#### [AIM]
Copy every one of the rows below word for word, changing nothing.

#### [DATA ENTRIES]
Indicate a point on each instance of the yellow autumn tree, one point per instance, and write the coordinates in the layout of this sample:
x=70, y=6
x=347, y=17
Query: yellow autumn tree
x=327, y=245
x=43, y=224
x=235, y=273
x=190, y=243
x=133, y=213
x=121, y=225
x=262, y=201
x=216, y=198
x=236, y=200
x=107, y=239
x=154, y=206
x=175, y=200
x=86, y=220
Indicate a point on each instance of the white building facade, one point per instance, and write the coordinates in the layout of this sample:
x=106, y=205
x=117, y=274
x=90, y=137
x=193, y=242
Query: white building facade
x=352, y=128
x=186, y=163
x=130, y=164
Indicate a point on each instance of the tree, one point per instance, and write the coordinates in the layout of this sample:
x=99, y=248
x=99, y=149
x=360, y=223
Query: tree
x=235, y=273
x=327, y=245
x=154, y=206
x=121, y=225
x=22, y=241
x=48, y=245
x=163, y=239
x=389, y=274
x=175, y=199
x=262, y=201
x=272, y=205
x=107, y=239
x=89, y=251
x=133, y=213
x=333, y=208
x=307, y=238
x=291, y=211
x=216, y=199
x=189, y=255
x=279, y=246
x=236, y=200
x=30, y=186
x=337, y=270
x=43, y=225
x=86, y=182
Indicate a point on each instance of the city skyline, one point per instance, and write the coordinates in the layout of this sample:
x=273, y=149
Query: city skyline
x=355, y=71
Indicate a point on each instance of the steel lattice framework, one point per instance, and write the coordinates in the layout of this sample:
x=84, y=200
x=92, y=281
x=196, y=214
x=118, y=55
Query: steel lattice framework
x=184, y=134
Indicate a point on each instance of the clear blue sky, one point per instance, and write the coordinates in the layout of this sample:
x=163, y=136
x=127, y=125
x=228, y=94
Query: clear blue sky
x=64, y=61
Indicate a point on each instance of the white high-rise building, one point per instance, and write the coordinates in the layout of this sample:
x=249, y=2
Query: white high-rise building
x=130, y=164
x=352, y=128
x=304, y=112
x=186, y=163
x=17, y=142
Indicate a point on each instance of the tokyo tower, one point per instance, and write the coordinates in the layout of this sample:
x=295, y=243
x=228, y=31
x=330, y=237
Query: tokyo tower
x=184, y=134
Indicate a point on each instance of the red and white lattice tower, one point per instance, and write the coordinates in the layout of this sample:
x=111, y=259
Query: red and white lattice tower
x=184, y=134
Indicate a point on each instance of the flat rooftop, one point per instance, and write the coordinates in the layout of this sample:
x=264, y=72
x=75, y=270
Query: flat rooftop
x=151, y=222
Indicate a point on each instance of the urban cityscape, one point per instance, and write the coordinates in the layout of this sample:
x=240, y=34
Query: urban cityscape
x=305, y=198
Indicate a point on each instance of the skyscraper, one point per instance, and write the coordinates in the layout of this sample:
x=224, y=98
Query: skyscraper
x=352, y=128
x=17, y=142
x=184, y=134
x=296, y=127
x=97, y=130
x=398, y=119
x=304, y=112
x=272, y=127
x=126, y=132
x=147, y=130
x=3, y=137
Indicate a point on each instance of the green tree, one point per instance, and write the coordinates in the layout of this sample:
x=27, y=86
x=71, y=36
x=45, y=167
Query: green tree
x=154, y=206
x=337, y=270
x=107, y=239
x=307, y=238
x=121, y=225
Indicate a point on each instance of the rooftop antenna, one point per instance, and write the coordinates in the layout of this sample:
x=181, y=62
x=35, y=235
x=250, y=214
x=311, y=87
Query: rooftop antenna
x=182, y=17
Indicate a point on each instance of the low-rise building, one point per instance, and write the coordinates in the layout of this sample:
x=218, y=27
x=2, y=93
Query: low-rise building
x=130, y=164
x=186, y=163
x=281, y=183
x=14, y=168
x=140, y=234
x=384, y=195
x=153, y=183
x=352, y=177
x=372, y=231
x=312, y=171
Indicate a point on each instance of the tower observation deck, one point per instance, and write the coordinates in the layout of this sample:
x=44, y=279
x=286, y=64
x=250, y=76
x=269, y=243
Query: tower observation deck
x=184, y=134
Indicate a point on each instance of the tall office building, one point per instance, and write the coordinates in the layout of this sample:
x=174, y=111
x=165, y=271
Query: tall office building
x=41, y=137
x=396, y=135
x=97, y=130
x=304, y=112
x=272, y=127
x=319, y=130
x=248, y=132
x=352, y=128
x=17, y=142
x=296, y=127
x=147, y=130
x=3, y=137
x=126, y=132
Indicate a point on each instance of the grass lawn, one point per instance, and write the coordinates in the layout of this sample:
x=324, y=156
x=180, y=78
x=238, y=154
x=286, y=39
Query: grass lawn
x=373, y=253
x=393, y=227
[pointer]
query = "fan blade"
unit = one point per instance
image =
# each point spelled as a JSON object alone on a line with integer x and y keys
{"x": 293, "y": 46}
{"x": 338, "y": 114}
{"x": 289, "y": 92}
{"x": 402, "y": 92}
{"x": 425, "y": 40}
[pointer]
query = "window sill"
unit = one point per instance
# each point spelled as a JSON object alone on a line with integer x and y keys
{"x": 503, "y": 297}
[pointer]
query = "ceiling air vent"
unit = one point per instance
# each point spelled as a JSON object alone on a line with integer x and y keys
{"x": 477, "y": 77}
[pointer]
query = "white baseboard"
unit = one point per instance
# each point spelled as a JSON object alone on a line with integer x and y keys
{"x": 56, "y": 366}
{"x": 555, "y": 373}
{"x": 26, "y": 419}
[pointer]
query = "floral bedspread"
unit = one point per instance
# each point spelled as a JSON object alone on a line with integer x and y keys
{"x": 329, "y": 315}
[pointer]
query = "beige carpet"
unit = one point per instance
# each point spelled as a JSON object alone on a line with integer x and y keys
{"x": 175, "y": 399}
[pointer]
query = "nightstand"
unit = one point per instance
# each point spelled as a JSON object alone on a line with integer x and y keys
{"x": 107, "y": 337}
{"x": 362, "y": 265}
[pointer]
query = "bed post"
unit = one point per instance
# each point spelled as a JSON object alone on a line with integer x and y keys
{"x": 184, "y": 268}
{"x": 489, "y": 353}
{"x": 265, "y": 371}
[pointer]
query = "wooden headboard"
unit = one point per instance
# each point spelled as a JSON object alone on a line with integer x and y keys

#### [SOLUTION FOR THIS PROBLEM]
Indicate a point on each instance of the yellow autumn tree, one point per instance, and write the coordinates in the layout of this sample:
x=70, y=6
x=347, y=17
Query: yellow autumn tree
x=327, y=245
x=43, y=224
x=235, y=273
x=190, y=243
x=133, y=213
x=121, y=225
x=262, y=201
x=216, y=198
x=236, y=200
x=107, y=239
x=154, y=206
x=175, y=200
x=86, y=220
Indicate a point on each instance of the white building facade, one point per instance, and write the coordinates in the layout of this sample:
x=106, y=205
x=117, y=274
x=90, y=137
x=193, y=242
Query: white building facade
x=352, y=128
x=186, y=163
x=130, y=164
Indicate a point on each instance of the tree, one point per instance, and write the coordinates in the layout of this sample:
x=99, y=248
x=99, y=149
x=360, y=223
Query: tree
x=235, y=273
x=327, y=245
x=154, y=206
x=121, y=225
x=22, y=241
x=48, y=245
x=163, y=239
x=389, y=274
x=175, y=199
x=262, y=201
x=272, y=205
x=107, y=239
x=89, y=251
x=133, y=213
x=333, y=208
x=307, y=238
x=291, y=211
x=216, y=199
x=189, y=255
x=279, y=246
x=236, y=200
x=30, y=186
x=337, y=270
x=43, y=225
x=86, y=182
Indicate a point on each instance of the city skyline, one point per instance, and write the coordinates in the layout of this sample:
x=273, y=149
Query: city skyline
x=355, y=71
Indicate a point on each instance of the steel lattice framework, one point per instance, and write the coordinates in the layout of this sample:
x=84, y=200
x=92, y=281
x=196, y=214
x=118, y=55
Query: steel lattice framework
x=184, y=134
Indicate a point on each instance of the clear blue sky, one point per instance, and write the coordinates in the layout of this sample:
x=163, y=136
x=127, y=125
x=228, y=94
Query: clear blue sky
x=64, y=61
Indicate a point on each instance of the white high-rise building, one point per instance, and write the coordinates in the layout of this sample:
x=249, y=2
Query: white high-rise building
x=130, y=164
x=352, y=128
x=304, y=112
x=186, y=163
x=17, y=142
Indicate a point on each instance of the tokyo tower, one point per instance, and write the coordinates in the layout of this sample:
x=295, y=243
x=228, y=31
x=330, y=237
Query: tokyo tower
x=184, y=134
Indicate a point on each instance of the red and white lattice tower, one point per instance, and write the coordinates in the layout of this sample:
x=111, y=259
Query: red and white lattice tower
x=184, y=134
Indicate a point on each instance of the flat rooftop, one point per instance, and write the coordinates in the layout of this sample:
x=264, y=72
x=75, y=270
Query: flat rooftop
x=151, y=222
Indicate a point on each instance of the urban cityscape, one point per instance, and write the coordinates in the layout of this sample:
x=240, y=34
Query: urban cityscape
x=305, y=198
Indicate a point on each instance of the skyscraper, one point per instance, and write the coordinates in the layout of this sample:
x=224, y=98
Query: skyscraper
x=352, y=128
x=17, y=142
x=184, y=134
x=296, y=127
x=97, y=130
x=398, y=119
x=304, y=112
x=272, y=127
x=126, y=132
x=147, y=130
x=3, y=137
Indicate a point on each instance of the green tree, one point per instance, and write the coordinates in the layout of this sample:
x=27, y=86
x=71, y=36
x=45, y=167
Query: green tree
x=154, y=206
x=337, y=270
x=107, y=239
x=307, y=238
x=121, y=225
Indicate a point on each instance of the rooftop antenna, one point per instance, and write the coordinates in the layout of this sample:
x=181, y=62
x=35, y=235
x=250, y=214
x=311, y=87
Query: rooftop antenna
x=182, y=17
Indicate a point on each instance of the low-rise building, one point per instance, and write the coordinates in the layout of this sample:
x=218, y=27
x=2, y=93
Query: low-rise building
x=130, y=164
x=186, y=163
x=281, y=183
x=14, y=168
x=140, y=234
x=384, y=195
x=153, y=183
x=352, y=177
x=372, y=231
x=312, y=171
Indicate a point on each instance of the tower observation deck, one point per instance, and write the coordinates in the layout of this sample:
x=44, y=279
x=286, y=64
x=250, y=76
x=269, y=243
Query: tower observation deck
x=184, y=134
Indicate a point on each instance of the tall office building, one point per instance, and write the coordinates in the layout of this sample:
x=174, y=111
x=165, y=271
Query: tall office building
x=41, y=137
x=396, y=135
x=97, y=130
x=304, y=112
x=272, y=127
x=319, y=130
x=248, y=132
x=352, y=128
x=17, y=142
x=296, y=127
x=147, y=130
x=3, y=137
x=126, y=132
Indicate a point on each instance of the grass lawn, one point per instance, and write the coordinates in the layout of this sample:
x=324, y=156
x=180, y=78
x=238, y=154
x=286, y=39
Query: grass lawn
x=373, y=253
x=393, y=227
[pointer]
query = "fan blade"
unit = one point per instance
image =
# each point spelled as a JSON object alone on a line with integer x and y keys
{"x": 293, "y": 46}
{"x": 338, "y": 114}
{"x": 289, "y": 92}
{"x": 402, "y": 92}
{"x": 425, "y": 40}
[pointer]
query = "window sill"
unit = one point per instance
# each point spelled as a JSON object alone on a line with integer x and y keys
{"x": 503, "y": 297}
[pointer]
query = "ceiling air vent"
unit = one point per instance
# each point spelled as a JSON object alone on a line with integer x and y keys
{"x": 477, "y": 77}
[pointer]
query = "white baseboard"
unit = one point per instance
# each point spelled as a JSON object alone on a line with integer x and y keys
{"x": 56, "y": 366}
{"x": 555, "y": 373}
{"x": 26, "y": 419}
[pointer]
query = "floral bedspread"
unit = one point per instance
# each point spelled as a JSON object alone on a line with integer x and y keys
{"x": 329, "y": 315}
[pointer]
query = "beige carpet"
unit = one point per instance
# each point spelled as a JSON object alone on a line with integer x and y keys
{"x": 175, "y": 399}
[pointer]
query = "nightstand"
unit = one point per instance
# each point spelled as a JSON object alone on a line with integer x and y keys
{"x": 107, "y": 337}
{"x": 362, "y": 265}
[pointer]
query = "bed post"
unit = one point per instance
# each point spelled as a JSON object alone on a line with integer x and y keys
{"x": 184, "y": 268}
{"x": 489, "y": 353}
{"x": 265, "y": 371}
[pointer]
query = "wooden headboard"
unit = one point per instance
# each point spelled as a JSON object alone on a line with integer x and y keys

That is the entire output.